*The exercise*. Replace "book spine" with "book cover" in the lines from the one containing "Where can the house" through the end of the records, and write those lines out again with nothing else changed.

Excerpts of pointing data:
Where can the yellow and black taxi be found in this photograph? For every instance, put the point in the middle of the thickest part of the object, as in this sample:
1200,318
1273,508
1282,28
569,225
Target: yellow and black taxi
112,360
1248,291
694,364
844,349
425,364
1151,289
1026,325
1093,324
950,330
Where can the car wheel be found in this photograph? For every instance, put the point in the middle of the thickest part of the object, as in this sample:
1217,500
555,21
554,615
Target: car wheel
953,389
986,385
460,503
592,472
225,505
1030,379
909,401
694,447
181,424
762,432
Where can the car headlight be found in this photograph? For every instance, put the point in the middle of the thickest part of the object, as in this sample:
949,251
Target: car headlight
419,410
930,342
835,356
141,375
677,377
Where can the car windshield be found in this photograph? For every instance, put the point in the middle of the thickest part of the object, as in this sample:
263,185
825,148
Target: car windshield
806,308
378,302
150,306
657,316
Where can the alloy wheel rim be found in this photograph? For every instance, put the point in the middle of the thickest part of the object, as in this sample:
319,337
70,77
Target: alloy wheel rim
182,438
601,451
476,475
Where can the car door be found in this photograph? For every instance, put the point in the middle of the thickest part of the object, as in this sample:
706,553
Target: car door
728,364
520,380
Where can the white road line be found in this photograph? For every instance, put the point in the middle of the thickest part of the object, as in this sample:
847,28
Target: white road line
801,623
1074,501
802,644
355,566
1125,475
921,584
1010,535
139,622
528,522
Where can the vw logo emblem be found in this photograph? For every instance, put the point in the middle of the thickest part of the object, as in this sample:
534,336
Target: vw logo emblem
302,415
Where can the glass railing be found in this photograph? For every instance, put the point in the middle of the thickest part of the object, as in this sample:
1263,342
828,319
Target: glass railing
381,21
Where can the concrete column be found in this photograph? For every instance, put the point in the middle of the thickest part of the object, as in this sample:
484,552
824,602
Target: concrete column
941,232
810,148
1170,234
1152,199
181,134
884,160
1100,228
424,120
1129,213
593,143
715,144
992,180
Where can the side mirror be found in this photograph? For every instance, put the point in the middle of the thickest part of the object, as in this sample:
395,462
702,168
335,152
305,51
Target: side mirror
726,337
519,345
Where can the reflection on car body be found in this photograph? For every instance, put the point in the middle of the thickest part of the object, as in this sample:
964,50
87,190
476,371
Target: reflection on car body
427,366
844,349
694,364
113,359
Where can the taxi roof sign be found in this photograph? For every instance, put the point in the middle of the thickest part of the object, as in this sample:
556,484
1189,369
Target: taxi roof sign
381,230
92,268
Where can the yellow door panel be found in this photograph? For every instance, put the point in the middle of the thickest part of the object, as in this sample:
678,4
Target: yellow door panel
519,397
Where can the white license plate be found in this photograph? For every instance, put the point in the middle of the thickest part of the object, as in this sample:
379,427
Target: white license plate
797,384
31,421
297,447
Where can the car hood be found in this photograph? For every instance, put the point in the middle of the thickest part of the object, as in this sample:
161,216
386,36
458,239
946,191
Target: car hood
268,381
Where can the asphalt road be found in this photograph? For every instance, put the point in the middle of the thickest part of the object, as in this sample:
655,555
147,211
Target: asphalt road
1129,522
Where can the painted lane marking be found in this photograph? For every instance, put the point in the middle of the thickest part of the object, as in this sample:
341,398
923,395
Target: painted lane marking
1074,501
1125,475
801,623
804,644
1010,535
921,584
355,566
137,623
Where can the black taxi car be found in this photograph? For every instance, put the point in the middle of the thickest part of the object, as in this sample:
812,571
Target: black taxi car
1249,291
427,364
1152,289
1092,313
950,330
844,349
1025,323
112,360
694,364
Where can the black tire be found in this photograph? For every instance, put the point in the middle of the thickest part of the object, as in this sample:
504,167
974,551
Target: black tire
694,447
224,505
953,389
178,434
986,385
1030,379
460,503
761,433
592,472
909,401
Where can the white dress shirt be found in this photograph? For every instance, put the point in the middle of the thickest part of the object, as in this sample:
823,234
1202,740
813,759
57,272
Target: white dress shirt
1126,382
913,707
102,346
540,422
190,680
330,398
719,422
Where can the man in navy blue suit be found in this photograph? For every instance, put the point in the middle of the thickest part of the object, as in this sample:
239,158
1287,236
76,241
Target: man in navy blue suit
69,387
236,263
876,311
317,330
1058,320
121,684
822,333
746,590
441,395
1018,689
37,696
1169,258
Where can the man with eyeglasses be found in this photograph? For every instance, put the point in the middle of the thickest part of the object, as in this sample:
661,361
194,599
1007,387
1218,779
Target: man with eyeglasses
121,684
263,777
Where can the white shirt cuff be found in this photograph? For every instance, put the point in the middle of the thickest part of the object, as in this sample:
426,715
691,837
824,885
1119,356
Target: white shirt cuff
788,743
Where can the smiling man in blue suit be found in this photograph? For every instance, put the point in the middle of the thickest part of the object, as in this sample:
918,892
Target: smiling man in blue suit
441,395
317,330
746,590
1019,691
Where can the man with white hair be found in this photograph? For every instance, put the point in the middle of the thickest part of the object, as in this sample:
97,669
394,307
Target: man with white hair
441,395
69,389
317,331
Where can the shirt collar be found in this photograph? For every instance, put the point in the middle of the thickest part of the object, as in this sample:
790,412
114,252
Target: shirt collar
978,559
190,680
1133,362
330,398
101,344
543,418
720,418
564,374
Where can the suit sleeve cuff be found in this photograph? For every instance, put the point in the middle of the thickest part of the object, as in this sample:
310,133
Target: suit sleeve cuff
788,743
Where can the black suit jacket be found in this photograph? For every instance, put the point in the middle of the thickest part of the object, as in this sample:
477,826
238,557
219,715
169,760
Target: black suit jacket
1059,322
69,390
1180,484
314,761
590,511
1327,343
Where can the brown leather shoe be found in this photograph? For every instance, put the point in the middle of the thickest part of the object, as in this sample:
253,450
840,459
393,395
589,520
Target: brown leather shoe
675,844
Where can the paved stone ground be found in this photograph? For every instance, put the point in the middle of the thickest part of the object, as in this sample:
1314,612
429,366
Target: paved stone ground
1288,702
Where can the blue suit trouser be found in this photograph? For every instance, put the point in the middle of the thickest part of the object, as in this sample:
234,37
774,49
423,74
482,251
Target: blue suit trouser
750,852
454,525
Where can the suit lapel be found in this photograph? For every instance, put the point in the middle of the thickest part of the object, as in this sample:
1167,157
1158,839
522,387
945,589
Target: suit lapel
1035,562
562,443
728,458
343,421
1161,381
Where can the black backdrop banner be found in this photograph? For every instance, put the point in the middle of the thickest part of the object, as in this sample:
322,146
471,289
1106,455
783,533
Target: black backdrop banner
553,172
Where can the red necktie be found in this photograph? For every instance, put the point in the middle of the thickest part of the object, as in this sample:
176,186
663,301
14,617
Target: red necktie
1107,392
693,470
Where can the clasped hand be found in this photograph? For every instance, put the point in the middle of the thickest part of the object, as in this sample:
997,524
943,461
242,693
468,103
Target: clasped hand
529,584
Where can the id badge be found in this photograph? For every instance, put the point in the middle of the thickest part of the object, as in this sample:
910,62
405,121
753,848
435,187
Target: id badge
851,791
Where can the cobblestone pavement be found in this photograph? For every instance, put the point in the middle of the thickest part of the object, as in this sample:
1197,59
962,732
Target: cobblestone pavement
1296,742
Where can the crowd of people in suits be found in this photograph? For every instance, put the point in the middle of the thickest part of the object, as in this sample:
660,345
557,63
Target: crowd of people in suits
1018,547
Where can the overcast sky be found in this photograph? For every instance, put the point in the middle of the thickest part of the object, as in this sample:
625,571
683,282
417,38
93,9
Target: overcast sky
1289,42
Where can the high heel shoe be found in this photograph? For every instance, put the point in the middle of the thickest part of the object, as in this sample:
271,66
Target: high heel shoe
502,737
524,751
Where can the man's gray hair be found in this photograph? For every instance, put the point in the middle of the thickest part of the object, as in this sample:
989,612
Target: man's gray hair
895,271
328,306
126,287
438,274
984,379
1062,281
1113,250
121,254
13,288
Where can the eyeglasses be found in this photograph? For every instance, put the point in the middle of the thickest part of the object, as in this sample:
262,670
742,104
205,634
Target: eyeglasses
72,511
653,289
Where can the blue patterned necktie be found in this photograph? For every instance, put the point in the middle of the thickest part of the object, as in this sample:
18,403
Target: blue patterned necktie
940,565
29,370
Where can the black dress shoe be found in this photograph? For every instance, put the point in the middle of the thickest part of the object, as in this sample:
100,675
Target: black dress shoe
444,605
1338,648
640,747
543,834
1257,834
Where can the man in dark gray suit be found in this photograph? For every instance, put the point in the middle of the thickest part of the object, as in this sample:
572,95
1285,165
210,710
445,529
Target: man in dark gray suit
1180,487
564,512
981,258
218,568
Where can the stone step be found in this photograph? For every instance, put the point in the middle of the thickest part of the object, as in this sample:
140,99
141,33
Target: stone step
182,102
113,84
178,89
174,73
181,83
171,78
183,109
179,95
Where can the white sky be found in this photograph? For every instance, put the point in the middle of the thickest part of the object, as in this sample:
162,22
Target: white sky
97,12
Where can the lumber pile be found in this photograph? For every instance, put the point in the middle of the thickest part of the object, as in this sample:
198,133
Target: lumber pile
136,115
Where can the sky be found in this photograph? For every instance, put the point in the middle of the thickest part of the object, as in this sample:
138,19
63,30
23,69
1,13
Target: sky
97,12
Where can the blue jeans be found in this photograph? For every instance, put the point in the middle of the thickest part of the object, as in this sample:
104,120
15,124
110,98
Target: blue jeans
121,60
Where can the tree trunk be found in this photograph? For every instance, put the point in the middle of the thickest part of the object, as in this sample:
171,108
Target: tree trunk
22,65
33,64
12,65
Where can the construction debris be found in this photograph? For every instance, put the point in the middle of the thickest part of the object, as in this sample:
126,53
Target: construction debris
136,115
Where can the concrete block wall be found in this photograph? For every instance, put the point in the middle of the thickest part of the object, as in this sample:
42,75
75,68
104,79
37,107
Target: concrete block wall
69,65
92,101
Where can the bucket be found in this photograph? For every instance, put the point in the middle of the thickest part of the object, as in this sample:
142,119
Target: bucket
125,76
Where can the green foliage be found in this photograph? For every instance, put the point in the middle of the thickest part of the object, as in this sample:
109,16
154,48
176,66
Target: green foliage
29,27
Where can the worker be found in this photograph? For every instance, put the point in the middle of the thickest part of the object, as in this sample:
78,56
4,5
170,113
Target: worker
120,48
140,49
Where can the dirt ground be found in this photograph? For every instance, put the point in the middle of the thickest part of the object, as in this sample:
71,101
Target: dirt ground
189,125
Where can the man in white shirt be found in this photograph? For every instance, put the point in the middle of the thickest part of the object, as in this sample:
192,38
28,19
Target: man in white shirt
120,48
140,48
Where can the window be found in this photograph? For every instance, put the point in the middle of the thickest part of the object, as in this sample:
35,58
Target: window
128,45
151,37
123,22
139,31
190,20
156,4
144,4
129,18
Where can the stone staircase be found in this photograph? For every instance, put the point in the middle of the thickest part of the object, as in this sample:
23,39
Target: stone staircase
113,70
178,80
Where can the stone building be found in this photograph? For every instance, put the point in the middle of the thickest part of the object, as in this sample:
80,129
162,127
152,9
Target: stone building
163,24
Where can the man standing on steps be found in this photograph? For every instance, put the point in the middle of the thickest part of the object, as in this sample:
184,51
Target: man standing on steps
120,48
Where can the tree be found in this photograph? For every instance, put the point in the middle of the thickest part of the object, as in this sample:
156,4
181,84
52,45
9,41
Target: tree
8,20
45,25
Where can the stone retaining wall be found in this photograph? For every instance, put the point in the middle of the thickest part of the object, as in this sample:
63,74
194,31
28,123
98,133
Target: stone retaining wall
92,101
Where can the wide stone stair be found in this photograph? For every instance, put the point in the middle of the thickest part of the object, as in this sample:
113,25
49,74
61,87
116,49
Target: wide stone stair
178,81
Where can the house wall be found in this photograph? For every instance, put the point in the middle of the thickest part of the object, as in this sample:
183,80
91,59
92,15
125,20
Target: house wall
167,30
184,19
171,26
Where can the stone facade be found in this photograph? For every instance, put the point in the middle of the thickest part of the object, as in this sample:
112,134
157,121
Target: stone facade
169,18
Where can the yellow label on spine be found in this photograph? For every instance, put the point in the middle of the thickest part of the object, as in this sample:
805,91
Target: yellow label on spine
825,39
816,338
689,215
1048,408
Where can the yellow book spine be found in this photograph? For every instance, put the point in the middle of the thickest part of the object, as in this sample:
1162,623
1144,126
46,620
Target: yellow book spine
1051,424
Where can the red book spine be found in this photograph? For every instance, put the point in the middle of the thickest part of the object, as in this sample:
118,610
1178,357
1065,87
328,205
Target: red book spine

*Final result*.
Where can the house wall be found in this photograph? For every instance, put the point in the middle of the thickest part of the object, as in this sample:
183,80
91,59
92,15
125,20
Target: house wall
167,30
184,19
171,26
Where can the stone facade be found in this photograph? For every instance, put the point in the middle of the thickest part of the object, as in this sample:
112,134
157,121
Target: stone facade
169,18
Where can the yellow label on spine be found in this photograph? For every instance, put the point in the middle of the thickest part of the object, as in this sample:
805,91
Target: yellow label on spine
825,39
816,338
689,215
1048,408
Where can the yellow book cover be found in this photograph? For every instance, put the point in the middle of the thickest part of the object, as in this sample:
1162,623
1144,126
46,620
Target: yellow book cover
1051,424
Where can the red book cover be found in this photograph? For every instance, put the point in the middle of the thickest part of the object, as in this sample:
118,610
1178,357
1065,87
328,205
Target: red book cover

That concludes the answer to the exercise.